SHORT EXERCISE: Copy out, word for word, the data starting with the line that contains "indicate the trumpet-shaped" and going on through the final line of the data.

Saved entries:
★ ★ ★ ★ ★ ★ ★

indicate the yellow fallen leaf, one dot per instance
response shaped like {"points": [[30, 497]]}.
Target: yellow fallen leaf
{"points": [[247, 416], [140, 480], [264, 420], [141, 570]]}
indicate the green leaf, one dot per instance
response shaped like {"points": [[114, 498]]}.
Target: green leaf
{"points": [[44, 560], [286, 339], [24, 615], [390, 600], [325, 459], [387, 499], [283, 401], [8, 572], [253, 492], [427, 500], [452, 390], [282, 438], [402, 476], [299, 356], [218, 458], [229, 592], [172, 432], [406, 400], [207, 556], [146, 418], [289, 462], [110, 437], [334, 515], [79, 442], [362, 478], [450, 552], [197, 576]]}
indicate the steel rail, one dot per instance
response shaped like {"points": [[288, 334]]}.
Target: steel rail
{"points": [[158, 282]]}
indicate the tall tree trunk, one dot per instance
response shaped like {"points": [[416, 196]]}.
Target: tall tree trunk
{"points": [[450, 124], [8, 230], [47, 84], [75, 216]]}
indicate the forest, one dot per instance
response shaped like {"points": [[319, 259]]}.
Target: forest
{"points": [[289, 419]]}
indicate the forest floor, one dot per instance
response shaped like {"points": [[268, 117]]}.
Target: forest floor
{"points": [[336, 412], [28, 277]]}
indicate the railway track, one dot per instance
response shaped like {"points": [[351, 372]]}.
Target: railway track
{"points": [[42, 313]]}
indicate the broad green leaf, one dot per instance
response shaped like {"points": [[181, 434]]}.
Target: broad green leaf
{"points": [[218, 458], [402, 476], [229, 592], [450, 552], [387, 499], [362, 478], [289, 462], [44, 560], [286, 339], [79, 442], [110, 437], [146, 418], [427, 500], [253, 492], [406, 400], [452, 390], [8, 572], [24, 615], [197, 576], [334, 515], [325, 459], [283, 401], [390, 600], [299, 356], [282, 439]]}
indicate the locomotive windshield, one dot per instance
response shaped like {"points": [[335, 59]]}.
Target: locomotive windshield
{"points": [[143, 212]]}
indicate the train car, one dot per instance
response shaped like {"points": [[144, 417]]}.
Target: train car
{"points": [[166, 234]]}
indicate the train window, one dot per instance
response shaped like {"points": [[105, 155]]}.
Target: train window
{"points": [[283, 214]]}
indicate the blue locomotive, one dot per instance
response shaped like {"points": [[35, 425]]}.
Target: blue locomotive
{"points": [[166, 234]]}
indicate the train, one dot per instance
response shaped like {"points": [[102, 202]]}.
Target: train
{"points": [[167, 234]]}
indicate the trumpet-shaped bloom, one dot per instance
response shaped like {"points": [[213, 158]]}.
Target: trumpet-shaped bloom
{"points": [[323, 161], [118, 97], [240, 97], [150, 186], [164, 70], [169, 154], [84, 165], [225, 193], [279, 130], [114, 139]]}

★ ★ ★ ★ ★ ★ ★

RESPONSE:
indicate the trumpet-shaped bloom, one dot per instance
response shaped like {"points": [[213, 158]]}.
Target: trumpet-shaped bloom
{"points": [[323, 161], [118, 97], [240, 97], [150, 186], [164, 70], [169, 154], [84, 165], [225, 193], [279, 130], [114, 139]]}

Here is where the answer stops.